- _Written instruction_: Leave out the pictures and retype exactly the lines from the line with "of the raised" through the end of the listing below.

+++ Information provided

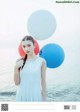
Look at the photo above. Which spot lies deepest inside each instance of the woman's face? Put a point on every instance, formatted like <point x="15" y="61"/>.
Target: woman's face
<point x="28" y="46"/>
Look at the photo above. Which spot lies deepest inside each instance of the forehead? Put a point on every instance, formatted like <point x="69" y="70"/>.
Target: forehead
<point x="26" y="42"/>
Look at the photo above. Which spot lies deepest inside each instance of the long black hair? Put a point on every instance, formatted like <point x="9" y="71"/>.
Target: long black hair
<point x="30" y="38"/>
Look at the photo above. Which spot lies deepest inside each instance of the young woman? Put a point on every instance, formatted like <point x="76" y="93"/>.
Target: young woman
<point x="30" y="74"/>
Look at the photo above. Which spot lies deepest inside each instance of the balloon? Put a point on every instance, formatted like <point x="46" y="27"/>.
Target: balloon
<point x="22" y="53"/>
<point x="53" y="54"/>
<point x="41" y="24"/>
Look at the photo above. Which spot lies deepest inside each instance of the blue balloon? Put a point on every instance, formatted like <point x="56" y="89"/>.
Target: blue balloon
<point x="53" y="54"/>
<point x="41" y="24"/>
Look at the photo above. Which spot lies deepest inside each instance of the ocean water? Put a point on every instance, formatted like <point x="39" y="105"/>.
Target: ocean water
<point x="63" y="83"/>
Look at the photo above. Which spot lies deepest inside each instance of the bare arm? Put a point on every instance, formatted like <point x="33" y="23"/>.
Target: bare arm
<point x="43" y="80"/>
<point x="17" y="72"/>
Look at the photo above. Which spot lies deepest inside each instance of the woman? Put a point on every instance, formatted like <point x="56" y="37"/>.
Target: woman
<point x="30" y="74"/>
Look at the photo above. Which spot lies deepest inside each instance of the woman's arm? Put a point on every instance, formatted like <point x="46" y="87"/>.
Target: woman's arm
<point x="43" y="80"/>
<point x="19" y="64"/>
<point x="16" y="75"/>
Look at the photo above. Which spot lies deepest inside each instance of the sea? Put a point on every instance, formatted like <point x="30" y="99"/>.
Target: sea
<point x="62" y="83"/>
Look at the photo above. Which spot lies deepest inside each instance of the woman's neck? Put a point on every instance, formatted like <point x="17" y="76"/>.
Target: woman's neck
<point x="30" y="56"/>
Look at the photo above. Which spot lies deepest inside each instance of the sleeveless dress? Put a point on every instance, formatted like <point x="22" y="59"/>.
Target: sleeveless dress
<point x="29" y="89"/>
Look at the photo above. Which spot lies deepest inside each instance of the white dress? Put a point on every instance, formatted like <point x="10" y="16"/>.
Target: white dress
<point x="29" y="89"/>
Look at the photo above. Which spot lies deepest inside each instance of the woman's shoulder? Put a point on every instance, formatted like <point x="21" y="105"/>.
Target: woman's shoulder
<point x="42" y="59"/>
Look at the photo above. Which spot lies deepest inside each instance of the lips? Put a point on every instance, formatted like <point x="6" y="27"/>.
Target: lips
<point x="28" y="51"/>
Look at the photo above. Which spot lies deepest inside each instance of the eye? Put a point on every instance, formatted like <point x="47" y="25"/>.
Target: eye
<point x="24" y="46"/>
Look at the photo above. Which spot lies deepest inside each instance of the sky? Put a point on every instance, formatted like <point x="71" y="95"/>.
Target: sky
<point x="14" y="15"/>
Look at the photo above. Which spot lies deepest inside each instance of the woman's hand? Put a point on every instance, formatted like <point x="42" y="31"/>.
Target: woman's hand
<point x="19" y="63"/>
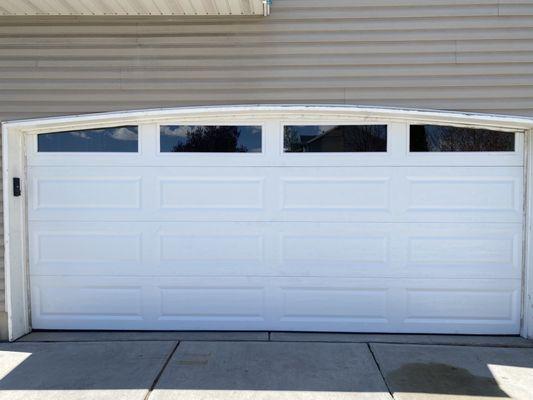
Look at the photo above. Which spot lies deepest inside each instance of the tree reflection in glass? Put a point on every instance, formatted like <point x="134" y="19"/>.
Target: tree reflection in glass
<point x="210" y="139"/>
<point x="335" y="138"/>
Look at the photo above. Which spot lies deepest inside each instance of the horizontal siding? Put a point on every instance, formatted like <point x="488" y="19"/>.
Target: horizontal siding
<point x="469" y="55"/>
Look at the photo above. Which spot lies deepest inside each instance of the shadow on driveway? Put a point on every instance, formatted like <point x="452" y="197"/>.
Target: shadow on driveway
<point x="166" y="370"/>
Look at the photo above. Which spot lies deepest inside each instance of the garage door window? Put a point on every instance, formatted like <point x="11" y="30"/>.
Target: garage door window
<point x="335" y="138"/>
<point x="437" y="138"/>
<point x="121" y="139"/>
<point x="210" y="139"/>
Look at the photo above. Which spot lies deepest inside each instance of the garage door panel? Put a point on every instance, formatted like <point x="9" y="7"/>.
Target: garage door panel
<point x="86" y="301"/>
<point x="445" y="250"/>
<point x="233" y="193"/>
<point x="201" y="303"/>
<point x="358" y="194"/>
<point x="474" y="193"/>
<point x="323" y="304"/>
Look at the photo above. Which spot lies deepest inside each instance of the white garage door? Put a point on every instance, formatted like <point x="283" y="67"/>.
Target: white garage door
<point x="276" y="226"/>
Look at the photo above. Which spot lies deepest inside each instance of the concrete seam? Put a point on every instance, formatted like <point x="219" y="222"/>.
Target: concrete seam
<point x="380" y="371"/>
<point x="163" y="367"/>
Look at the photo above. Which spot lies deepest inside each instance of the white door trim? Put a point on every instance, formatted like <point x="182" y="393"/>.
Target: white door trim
<point x="14" y="165"/>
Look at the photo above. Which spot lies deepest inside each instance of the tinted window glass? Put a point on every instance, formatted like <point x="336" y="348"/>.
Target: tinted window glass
<point x="335" y="138"/>
<point x="431" y="138"/>
<point x="122" y="139"/>
<point x="210" y="139"/>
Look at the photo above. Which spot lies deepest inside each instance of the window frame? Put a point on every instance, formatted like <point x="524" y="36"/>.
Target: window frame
<point x="335" y="154"/>
<point x="191" y="154"/>
<point x="518" y="143"/>
<point x="34" y="144"/>
<point x="346" y="153"/>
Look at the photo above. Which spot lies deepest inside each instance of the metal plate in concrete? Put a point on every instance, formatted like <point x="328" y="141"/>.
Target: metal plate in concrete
<point x="415" y="372"/>
<point x="76" y="371"/>
<point x="104" y="336"/>
<point x="267" y="370"/>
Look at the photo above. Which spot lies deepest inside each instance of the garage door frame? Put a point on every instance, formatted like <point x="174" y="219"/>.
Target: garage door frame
<point x="14" y="165"/>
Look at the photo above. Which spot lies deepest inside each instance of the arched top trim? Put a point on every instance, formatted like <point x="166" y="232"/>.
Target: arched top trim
<point x="255" y="112"/>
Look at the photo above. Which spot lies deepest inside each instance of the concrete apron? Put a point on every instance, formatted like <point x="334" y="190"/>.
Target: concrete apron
<point x="237" y="366"/>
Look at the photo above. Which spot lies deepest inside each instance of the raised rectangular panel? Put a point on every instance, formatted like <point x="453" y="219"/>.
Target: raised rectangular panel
<point x="334" y="304"/>
<point x="336" y="249"/>
<point x="212" y="303"/>
<point x="87" y="193"/>
<point x="81" y="302"/>
<point x="88" y="247"/>
<point x="214" y="248"/>
<point x="211" y="193"/>
<point x="462" y="250"/>
<point x="452" y="305"/>
<point x="463" y="194"/>
<point x="358" y="194"/>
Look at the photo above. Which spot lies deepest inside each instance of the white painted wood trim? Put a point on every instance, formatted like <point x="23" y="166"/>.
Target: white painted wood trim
<point x="527" y="304"/>
<point x="15" y="239"/>
<point x="13" y="164"/>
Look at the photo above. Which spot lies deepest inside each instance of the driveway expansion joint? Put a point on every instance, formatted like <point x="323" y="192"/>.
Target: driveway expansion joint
<point x="369" y="345"/>
<point x="163" y="367"/>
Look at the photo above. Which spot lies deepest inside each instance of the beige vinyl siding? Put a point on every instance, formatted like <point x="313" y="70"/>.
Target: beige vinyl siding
<point x="468" y="55"/>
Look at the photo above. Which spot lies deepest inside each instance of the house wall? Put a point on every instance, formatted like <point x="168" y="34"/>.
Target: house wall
<point x="443" y="54"/>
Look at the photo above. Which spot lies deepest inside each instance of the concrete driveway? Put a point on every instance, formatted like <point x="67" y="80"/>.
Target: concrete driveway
<point x="262" y="365"/>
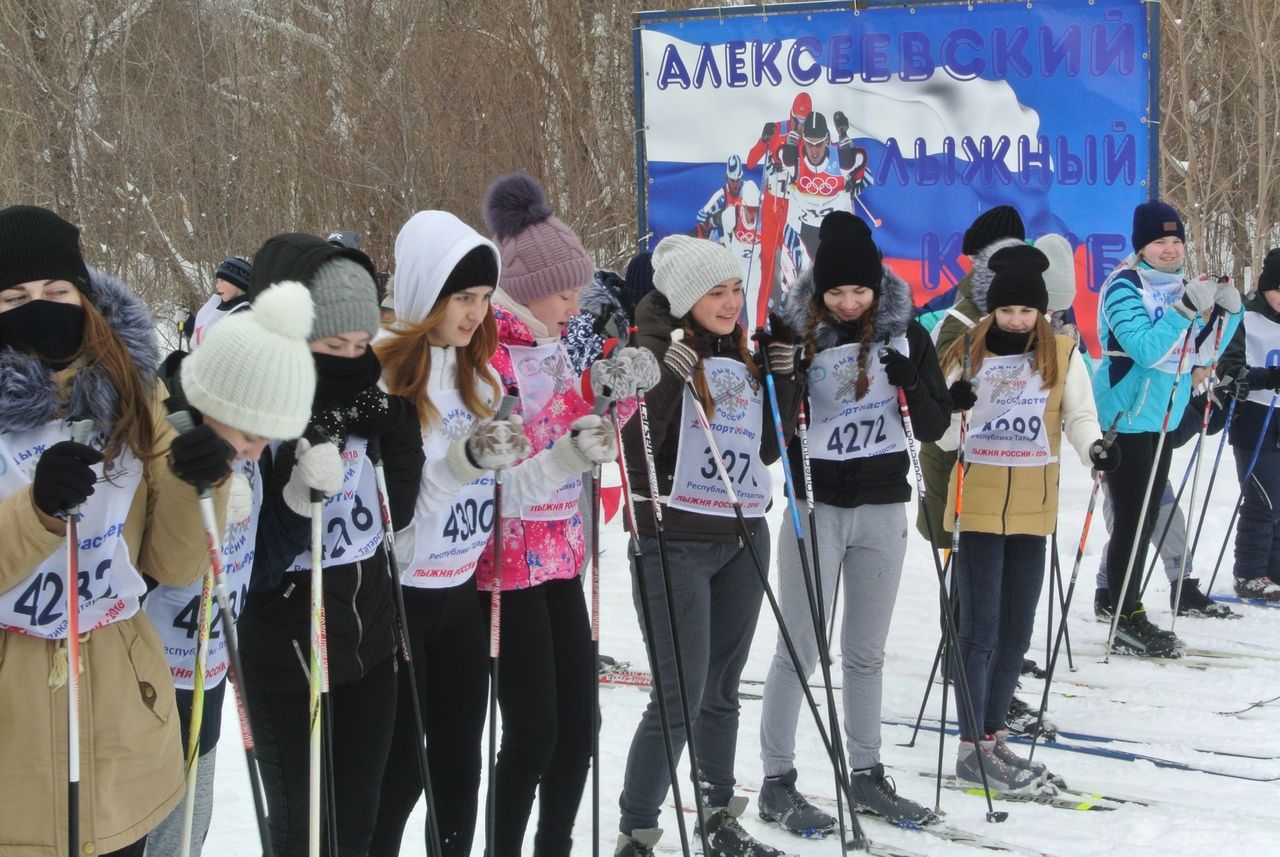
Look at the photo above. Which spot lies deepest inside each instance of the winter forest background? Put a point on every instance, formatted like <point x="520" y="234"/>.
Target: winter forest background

++++++

- _Solution below_:
Look at the photo above. Which spot lies deepest inside each instance of the raised rectangular panel? Put a point on every instance, formatted like <point x="453" y="219"/>.
Target: raised rectangular panel
<point x="334" y="304"/>
<point x="336" y="249"/>
<point x="212" y="303"/>
<point x="87" y="193"/>
<point x="81" y="302"/>
<point x="88" y="247"/>
<point x="214" y="248"/>
<point x="211" y="193"/>
<point x="462" y="250"/>
<point x="452" y="305"/>
<point x="463" y="194"/>
<point x="358" y="194"/>
Look at the photo above. Which spot lies deepest inside each instance of the white painted wood trim? Put a point on every instance, formatted like <point x="23" y="166"/>.
Target: white painted wood trim
<point x="527" y="304"/>
<point x="15" y="239"/>
<point x="13" y="164"/>
Look at the photo above. Which spot lies deepest inside each instance of the driveway expansion joint? Put a point on every instance, formatted like <point x="323" y="192"/>.
Target: driveway expansion joint
<point x="369" y="345"/>
<point x="163" y="367"/>
Look at the photo above. Which spot lies deepest inside each instance of the beige vinyl siding? Put a point on every instance, formatted like <point x="313" y="70"/>.
Target: beige vinyl siding
<point x="468" y="55"/>
Look at the photo above. Which spot lies deepest inside each instance of the house wall? Put a point on every instance, formatted like <point x="168" y="34"/>.
Target: house wall
<point x="443" y="54"/>
Look at the photo above. Which spot lies deepest inside each instance of the concrete driveway? Put a point on every instance, formatted like <point x="67" y="80"/>.
Target: concrete driveway
<point x="262" y="365"/>
Look at the photo above. Which spot lies deepest inside each instance of the winter forest background? Put a point on every instance, formatted like <point x="520" y="234"/>.
Target: winter forest background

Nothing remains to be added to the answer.